Exercise objective ::
Return each line of the material verbatim.

· · · · · · ·

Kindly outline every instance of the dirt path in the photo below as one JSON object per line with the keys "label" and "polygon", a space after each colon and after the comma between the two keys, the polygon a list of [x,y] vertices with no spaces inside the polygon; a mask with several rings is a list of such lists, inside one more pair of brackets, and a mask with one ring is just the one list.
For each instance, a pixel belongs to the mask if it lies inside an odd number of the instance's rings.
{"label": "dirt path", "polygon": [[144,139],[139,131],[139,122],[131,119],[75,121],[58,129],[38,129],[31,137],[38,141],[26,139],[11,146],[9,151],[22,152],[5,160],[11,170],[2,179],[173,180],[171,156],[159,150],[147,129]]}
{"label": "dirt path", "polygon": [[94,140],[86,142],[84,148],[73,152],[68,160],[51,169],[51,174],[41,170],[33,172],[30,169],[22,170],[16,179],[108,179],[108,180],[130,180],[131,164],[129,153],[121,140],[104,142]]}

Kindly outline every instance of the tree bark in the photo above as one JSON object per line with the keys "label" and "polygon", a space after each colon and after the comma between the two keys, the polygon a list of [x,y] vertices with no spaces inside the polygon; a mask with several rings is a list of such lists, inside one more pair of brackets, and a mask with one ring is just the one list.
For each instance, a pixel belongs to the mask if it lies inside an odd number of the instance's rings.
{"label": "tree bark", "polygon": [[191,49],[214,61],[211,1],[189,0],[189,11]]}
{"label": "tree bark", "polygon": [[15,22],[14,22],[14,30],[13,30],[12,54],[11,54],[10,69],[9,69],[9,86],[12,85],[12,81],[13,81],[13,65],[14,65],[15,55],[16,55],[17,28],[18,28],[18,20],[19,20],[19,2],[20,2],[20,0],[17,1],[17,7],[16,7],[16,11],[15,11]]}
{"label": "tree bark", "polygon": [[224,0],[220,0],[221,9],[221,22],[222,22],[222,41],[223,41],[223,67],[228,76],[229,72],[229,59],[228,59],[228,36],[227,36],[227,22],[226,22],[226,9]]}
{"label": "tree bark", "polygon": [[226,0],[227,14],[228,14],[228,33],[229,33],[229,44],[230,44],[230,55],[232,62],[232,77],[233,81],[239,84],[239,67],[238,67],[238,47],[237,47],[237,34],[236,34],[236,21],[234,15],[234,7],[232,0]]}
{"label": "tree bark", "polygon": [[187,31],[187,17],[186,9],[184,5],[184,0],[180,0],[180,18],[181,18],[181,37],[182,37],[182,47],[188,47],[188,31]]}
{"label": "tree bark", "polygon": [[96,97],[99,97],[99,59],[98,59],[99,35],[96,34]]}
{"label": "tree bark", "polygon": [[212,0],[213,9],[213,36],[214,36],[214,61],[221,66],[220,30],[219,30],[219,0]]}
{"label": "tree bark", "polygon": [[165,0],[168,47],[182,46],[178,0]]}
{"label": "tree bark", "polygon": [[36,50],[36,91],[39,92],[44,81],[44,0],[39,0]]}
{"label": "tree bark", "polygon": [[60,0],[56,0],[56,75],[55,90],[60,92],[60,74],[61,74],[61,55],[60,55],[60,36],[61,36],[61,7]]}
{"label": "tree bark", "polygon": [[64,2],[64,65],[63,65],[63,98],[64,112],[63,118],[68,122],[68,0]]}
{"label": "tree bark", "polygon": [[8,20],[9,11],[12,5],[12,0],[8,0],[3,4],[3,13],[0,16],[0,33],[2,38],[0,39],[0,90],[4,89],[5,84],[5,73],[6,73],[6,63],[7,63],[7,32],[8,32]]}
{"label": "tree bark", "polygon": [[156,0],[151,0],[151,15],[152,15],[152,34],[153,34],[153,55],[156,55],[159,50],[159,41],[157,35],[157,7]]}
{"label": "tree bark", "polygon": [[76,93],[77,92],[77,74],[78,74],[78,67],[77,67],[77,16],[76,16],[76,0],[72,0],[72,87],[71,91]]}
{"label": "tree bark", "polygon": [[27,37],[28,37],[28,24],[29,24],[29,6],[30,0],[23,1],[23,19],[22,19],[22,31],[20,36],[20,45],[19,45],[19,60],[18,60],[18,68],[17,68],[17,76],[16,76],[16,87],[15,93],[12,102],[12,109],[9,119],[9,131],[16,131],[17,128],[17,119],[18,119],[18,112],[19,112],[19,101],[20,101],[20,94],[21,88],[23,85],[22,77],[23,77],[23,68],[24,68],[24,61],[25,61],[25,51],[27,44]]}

· · · · · · ·

Output for this exercise ::
Kindly outline every instance of the dirt path in the photo below as one JSON object per line with the keys "label" and "polygon", a space after each colon and after the comma between the two keys, the polygon a list of [x,y] vertices with no spaces inside the polygon; a mask with several rings is a list of such lists, inside one more pair of brackets, and a mask with one ring is just the one list.
For each instance, a pixel belongs to the mask if it lies inside an odd number of the instance's rings.
{"label": "dirt path", "polygon": [[144,139],[139,131],[139,122],[131,119],[75,121],[58,129],[38,129],[31,137],[38,141],[26,139],[11,146],[9,151],[22,152],[5,160],[11,170],[2,179],[173,180],[171,156],[159,150],[147,129]]}
{"label": "dirt path", "polygon": [[94,140],[86,142],[84,148],[73,152],[68,160],[51,169],[51,174],[41,170],[33,172],[30,169],[22,170],[16,179],[108,179],[108,180],[130,180],[131,164],[129,153],[121,140],[104,142]]}

Kindly outline every instance of the tree bark in the photo above as one JSON object per line with the keys "label" and "polygon", a space after each colon and after the comma between the two keys, the polygon a list of [x,y] vertices with no spaces inside the polygon; a mask with several rings is a list of such lists, inside one more pair of brackets, and a mask with one ring is just the one list.
For each instance, a pixel belongs to the mask if it lies inside an odd number of the instance's rings.
{"label": "tree bark", "polygon": [[191,49],[214,61],[211,1],[189,0],[189,11]]}
{"label": "tree bark", "polygon": [[15,22],[14,22],[14,30],[13,30],[12,54],[11,54],[10,69],[9,69],[9,86],[12,85],[12,81],[13,81],[13,65],[14,65],[15,55],[16,55],[17,28],[18,28],[18,20],[19,20],[19,2],[20,2],[20,0],[17,1],[17,7],[16,7],[16,11],[15,11]]}
{"label": "tree bark", "polygon": [[224,0],[220,0],[221,9],[221,22],[222,22],[222,41],[223,41],[223,67],[228,76],[229,72],[229,59],[228,59],[228,36],[227,36],[227,22],[226,22],[226,9]]}
{"label": "tree bark", "polygon": [[226,0],[227,14],[228,14],[228,33],[229,33],[229,44],[230,44],[230,55],[232,62],[232,77],[233,81],[239,84],[239,67],[238,67],[238,47],[237,47],[237,34],[236,34],[236,21],[234,15],[234,7],[232,0]]}
{"label": "tree bark", "polygon": [[187,31],[187,17],[186,9],[184,5],[184,0],[180,0],[180,18],[181,18],[181,37],[182,37],[182,47],[188,47],[188,31]]}
{"label": "tree bark", "polygon": [[96,97],[99,97],[99,59],[98,59],[99,35],[96,34]]}
{"label": "tree bark", "polygon": [[212,0],[213,9],[213,36],[214,36],[214,61],[221,66],[220,30],[219,30],[219,0]]}
{"label": "tree bark", "polygon": [[165,0],[168,47],[182,46],[178,0]]}
{"label": "tree bark", "polygon": [[36,50],[36,91],[39,92],[44,81],[44,0],[39,0]]}
{"label": "tree bark", "polygon": [[60,0],[56,0],[56,75],[55,90],[60,92],[60,74],[61,74],[61,55],[60,55],[60,36],[61,36],[61,7]]}
{"label": "tree bark", "polygon": [[64,2],[64,65],[63,65],[63,98],[64,112],[63,118],[68,122],[68,0]]}
{"label": "tree bark", "polygon": [[8,20],[9,11],[12,5],[12,0],[8,0],[3,4],[3,13],[0,16],[0,33],[2,38],[0,39],[0,90],[4,89],[5,84],[5,73],[6,73],[6,63],[7,63],[7,32],[8,32]]}
{"label": "tree bark", "polygon": [[156,0],[151,0],[151,15],[152,15],[152,34],[153,34],[153,55],[156,55],[159,50],[159,41],[157,35],[157,7]]}
{"label": "tree bark", "polygon": [[76,93],[77,92],[77,74],[78,74],[78,67],[77,67],[77,16],[76,16],[76,0],[72,0],[72,87],[71,91]]}
{"label": "tree bark", "polygon": [[27,37],[28,37],[28,24],[29,24],[29,6],[30,0],[23,1],[23,19],[22,19],[22,31],[20,36],[20,45],[19,45],[19,60],[18,60],[18,68],[17,68],[17,76],[16,76],[16,87],[15,93],[12,102],[12,109],[9,119],[9,131],[16,131],[17,128],[17,119],[18,119],[18,112],[19,112],[19,101],[20,101],[20,94],[21,88],[23,85],[22,77],[23,77],[23,68],[24,68],[24,61],[25,61],[25,51],[27,44]]}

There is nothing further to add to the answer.